Please reproduce each line of the data below exactly as shown.

--- Records shown ---

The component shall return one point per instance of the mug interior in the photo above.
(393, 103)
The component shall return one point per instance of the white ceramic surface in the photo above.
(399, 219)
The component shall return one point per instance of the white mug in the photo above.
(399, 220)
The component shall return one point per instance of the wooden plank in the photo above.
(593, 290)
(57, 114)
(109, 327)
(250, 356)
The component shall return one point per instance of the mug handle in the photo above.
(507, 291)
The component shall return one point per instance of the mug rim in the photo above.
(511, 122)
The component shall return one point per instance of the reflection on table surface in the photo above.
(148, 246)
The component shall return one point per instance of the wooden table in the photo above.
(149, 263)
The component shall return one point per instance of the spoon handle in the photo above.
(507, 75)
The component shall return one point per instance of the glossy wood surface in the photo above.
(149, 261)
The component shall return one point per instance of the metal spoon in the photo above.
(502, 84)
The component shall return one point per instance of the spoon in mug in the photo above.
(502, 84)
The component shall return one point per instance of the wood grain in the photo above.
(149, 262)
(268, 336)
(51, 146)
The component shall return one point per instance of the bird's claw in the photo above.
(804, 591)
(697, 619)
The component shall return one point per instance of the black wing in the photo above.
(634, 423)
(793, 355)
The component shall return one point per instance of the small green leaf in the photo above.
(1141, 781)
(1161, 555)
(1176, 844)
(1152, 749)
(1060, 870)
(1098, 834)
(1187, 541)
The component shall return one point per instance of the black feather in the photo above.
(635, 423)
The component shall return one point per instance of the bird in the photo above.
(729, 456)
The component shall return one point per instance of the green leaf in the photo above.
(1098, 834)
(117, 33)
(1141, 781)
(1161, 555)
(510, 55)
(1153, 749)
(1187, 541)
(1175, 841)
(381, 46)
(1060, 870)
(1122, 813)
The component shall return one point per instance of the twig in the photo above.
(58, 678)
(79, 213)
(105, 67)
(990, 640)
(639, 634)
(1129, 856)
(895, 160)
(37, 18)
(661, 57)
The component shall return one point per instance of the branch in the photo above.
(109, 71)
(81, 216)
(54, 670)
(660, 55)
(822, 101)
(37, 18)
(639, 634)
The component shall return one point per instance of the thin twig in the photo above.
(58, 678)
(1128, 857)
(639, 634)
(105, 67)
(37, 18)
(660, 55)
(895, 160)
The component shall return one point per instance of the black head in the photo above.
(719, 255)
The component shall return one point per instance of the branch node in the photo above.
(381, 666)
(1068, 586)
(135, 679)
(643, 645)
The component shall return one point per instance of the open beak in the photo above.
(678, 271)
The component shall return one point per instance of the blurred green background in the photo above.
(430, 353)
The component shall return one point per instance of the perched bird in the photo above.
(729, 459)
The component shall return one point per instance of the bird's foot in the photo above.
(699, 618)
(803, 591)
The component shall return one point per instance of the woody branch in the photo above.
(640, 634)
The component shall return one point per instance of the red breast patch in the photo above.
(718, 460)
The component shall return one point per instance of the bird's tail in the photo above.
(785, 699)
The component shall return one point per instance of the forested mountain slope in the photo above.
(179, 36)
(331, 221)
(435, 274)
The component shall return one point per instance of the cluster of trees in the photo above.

---

- Task output
The component shall return one point per instance of the mug interior in the photo above.
(393, 103)
The component shall return one point per instance of the white ceramic surface in the photo above.
(399, 219)
The component shall return one point per instance of the white mug in the photo above.
(399, 220)
The component shall return one point per instance of the wooden plank in the photo above.
(593, 290)
(57, 114)
(109, 327)
(250, 356)
The component shall return one point per instance of the mug handle in the photo above.
(507, 291)
The component shall return one point per instance of the mug rim in the photo above.
(511, 122)
The component shall return one point per instance of the reflection on table surface in the photo above.
(148, 246)
The component shall return one point per instance of the wooden table in the photo above.
(149, 263)
The component shall return one point per instance of the spoon handle in the photo above.
(507, 75)
The component shall return one point per instance of the glossy wood surface in the photo above.
(149, 261)
The component shall return one point per instance of the metal spoon in the photo above.
(502, 84)
The component shall return one point per instance of the spoon in mug in the photo above.
(502, 84)
The component shall return one point per instance of the wood grain in the photo above.
(149, 262)
(268, 336)
(51, 146)
The component shall return one point per instance of the bird's claw in the photo above.
(804, 591)
(697, 619)
The component shall return one point per instance of the black wing in the photo above.
(634, 423)
(793, 355)
The component shall return one point per instance of the small green leaf in the photo above.
(1141, 781)
(1161, 555)
(1176, 844)
(1152, 749)
(1060, 870)
(1098, 834)
(1187, 541)
The component shall return one point per instance of the black feather in the photo above.
(635, 423)
The component shall return one point per instance of the bird in the photo above.
(729, 456)
The component shall return one point per instance of the green leaf in the photo above.
(1098, 834)
(117, 33)
(1141, 781)
(1161, 555)
(510, 55)
(1153, 749)
(1187, 541)
(1175, 841)
(381, 46)
(1060, 870)
(1122, 813)
The component shall return one point per instance of the twig in the photo above.
(58, 678)
(79, 213)
(105, 67)
(990, 640)
(639, 634)
(1129, 856)
(895, 160)
(37, 18)
(661, 57)
The component shall return one point per instance of the branch in the photo above.
(109, 71)
(81, 216)
(54, 670)
(660, 55)
(822, 101)
(37, 18)
(639, 634)
The component shall return one point per instance of the thin twig in the photo above.
(58, 678)
(1128, 857)
(639, 634)
(105, 67)
(37, 18)
(660, 55)
(895, 160)
The component shall return one point per instance of the black head in the photo above.
(719, 255)
The component shall return one point per instance of the branch node in the photo above.
(381, 666)
(1068, 586)
(135, 679)
(643, 645)
The component shall return one point per instance of the open beak in the photo above.
(678, 271)
The component shall return one point per instance of the blurred green background in the photo above.
(430, 353)
The component shall return one point per instance of the perched bird in the photo above.
(729, 459)
The component shall return one point per instance of the bird's foot in the photo above.
(699, 618)
(803, 591)
The component shall return one point per instance of the woody branch in the photo above.
(640, 634)
The component shall return one point per instance of the red breast patch in the photo above.
(718, 460)
The component shall return one point per instance of the bird's tail in the photo above.
(785, 699)
The component shall return one point per instance of the forested mountain slope in the photo above.
(179, 36)
(331, 221)
(435, 274)
The component shall return one point per instance of the cluster of trees in the photo above.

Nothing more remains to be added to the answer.